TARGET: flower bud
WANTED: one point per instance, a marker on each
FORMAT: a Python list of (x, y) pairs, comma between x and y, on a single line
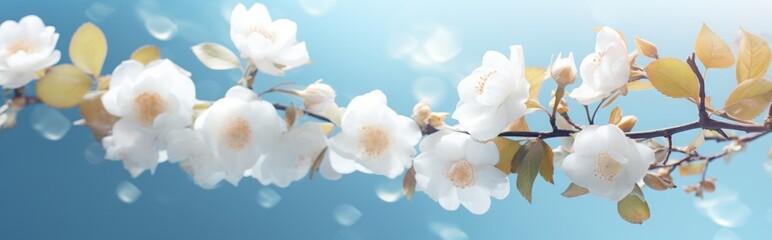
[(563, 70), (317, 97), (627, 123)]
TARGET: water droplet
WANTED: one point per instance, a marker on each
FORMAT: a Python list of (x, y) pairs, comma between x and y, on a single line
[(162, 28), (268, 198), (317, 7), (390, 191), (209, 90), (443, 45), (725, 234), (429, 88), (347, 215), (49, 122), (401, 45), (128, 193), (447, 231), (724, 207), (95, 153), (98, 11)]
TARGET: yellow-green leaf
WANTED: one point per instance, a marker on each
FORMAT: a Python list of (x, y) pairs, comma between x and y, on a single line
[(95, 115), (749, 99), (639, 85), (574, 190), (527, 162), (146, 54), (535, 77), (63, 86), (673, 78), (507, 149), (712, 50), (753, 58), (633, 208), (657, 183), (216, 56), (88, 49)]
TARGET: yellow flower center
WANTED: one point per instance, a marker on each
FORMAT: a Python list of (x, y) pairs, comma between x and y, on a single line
##########
* WHAT YOU SHOULD DO
Print everything in the records from the very beginning down to the line containing "[(563, 70), (317, 97), (627, 123)]", including that line. Leave the pictures out.

* THE ANSWER
TARGET: flower bud
WANTED: one point per instance, a marker on each
FORMAT: a Python list of (x, y) pairs, comma between x and y, on a single line
[(563, 70), (317, 97), (627, 123)]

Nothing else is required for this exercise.